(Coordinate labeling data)
▽
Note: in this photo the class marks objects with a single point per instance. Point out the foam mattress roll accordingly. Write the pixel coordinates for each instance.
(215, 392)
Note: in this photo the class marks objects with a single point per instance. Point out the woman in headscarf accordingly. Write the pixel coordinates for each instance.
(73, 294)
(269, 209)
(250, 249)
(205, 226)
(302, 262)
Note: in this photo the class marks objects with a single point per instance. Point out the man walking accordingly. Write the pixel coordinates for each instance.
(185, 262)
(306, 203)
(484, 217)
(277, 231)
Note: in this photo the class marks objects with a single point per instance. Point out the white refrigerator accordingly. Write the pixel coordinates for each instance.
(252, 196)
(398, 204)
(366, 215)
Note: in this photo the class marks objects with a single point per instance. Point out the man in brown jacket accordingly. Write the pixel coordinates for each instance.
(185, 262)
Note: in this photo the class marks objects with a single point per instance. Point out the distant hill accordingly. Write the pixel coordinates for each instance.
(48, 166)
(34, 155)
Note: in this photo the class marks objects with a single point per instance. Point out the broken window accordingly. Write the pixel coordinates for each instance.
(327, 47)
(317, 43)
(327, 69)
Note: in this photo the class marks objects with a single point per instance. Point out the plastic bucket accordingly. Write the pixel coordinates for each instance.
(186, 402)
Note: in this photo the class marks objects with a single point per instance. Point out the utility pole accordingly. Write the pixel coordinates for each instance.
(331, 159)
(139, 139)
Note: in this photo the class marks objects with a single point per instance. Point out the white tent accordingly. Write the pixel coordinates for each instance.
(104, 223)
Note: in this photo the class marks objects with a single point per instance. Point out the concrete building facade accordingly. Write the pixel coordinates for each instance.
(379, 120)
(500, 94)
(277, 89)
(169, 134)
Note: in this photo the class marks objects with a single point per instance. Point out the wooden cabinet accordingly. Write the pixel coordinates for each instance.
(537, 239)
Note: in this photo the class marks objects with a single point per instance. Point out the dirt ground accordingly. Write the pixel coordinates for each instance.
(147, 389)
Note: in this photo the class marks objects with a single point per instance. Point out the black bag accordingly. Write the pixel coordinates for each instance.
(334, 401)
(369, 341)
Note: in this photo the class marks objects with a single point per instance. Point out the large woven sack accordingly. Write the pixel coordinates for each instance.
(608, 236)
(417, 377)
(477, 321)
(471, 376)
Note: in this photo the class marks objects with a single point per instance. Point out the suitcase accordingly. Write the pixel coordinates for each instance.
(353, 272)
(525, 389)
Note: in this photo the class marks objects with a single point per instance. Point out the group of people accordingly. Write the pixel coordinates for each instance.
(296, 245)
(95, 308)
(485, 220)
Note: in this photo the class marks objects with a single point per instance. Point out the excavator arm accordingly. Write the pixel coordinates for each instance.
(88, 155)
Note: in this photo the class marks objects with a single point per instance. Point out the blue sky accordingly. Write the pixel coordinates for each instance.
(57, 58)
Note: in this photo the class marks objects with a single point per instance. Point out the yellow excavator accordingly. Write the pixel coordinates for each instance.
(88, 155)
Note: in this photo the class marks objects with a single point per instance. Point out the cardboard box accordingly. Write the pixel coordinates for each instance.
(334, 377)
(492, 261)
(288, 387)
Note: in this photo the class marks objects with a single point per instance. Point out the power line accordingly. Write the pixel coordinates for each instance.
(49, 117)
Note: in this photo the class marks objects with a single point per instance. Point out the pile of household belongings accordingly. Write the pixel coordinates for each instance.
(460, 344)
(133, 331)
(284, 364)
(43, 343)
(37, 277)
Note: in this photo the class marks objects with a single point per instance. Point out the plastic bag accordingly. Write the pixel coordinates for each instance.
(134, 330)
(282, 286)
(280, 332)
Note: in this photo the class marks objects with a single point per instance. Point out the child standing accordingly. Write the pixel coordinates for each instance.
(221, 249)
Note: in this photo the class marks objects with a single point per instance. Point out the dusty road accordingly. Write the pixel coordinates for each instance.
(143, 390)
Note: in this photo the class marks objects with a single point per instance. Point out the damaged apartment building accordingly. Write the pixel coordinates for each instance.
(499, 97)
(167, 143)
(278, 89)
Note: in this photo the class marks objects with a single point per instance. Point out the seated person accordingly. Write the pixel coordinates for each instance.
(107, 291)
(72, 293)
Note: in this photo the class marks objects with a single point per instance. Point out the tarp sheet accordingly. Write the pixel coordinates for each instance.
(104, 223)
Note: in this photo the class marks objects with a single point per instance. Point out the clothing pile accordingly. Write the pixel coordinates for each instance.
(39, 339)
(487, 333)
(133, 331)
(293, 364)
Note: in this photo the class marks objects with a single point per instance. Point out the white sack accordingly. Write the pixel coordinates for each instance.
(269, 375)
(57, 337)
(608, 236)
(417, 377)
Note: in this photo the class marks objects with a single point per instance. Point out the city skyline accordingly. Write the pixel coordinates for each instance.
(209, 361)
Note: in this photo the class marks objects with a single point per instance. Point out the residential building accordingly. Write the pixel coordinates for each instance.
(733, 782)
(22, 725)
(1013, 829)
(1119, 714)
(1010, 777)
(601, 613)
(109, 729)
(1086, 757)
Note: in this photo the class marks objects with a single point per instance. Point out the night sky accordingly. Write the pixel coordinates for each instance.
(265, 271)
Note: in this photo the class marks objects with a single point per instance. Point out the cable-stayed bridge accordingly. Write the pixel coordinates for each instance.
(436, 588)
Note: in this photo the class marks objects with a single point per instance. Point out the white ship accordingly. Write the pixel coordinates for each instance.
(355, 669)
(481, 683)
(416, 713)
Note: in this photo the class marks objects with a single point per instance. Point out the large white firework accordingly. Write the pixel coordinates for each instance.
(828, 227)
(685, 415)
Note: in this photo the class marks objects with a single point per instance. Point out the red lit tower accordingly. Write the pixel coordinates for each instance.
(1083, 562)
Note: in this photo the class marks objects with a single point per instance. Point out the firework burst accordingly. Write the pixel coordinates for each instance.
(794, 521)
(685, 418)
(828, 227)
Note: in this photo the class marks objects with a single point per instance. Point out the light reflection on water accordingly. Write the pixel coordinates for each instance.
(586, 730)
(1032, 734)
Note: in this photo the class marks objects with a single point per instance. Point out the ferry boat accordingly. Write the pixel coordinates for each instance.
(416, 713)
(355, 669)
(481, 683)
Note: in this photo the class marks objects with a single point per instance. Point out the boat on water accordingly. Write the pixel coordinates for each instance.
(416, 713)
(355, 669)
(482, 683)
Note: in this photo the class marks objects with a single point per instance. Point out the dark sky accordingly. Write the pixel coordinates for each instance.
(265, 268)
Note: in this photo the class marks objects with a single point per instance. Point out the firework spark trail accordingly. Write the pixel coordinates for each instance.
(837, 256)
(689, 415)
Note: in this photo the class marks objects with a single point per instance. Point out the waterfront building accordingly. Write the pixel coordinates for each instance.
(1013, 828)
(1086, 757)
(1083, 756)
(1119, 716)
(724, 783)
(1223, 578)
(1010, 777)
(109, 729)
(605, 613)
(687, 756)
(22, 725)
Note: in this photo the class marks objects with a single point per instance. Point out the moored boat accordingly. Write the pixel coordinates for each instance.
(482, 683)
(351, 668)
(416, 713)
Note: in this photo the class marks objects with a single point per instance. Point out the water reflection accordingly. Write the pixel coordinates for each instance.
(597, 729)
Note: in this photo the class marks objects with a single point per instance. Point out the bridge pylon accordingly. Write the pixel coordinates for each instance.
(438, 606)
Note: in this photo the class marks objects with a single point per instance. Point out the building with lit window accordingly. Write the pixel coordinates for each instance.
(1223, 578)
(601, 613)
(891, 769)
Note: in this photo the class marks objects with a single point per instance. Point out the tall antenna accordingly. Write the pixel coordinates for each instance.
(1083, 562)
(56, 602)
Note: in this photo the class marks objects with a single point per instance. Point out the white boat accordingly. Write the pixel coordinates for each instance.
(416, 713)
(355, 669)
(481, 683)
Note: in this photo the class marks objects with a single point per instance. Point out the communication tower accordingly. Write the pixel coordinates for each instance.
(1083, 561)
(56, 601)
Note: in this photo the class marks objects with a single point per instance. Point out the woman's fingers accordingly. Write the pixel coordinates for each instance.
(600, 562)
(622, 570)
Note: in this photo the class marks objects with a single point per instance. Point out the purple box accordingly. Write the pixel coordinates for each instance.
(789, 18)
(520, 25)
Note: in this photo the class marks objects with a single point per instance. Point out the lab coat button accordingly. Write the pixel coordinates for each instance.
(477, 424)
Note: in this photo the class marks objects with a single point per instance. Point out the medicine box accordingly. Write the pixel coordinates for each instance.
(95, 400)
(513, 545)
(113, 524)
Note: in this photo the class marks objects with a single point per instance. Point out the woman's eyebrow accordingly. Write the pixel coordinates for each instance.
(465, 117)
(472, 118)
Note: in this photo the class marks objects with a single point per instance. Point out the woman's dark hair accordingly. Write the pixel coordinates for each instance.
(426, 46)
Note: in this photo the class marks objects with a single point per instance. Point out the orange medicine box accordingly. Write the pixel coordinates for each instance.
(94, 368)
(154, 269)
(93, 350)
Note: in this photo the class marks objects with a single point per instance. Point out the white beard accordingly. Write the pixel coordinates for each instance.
△
GOAL -> Set down, word for word, only the lines running from the line with "the woman's eyebrow" to the last line of the listing above. Both of those lines belong in your answer.

ANSWER FOR THIS EXERCISE ->
Note: in this photo the class marks objects with a single point per instance. Point out the woman's eyebrow accordingly. Write the pixel coordinates for each instance.
(465, 117)
(472, 118)
Note: in this photo the class marks objects with a single point per instance. Point out the woman's dark hair accordingly. Write the pixel coordinates for each instance.
(426, 46)
Note: in this photo the class marks objects with a single point per instance. Point out the orange medicine box accordingly. Write the pixel coordinates for each instance.
(94, 368)
(154, 269)
(93, 350)
Note: in this photo the class marks objects with a single point per instance. Point out the white beard accordingly. Write the pixel coordinates for each instance.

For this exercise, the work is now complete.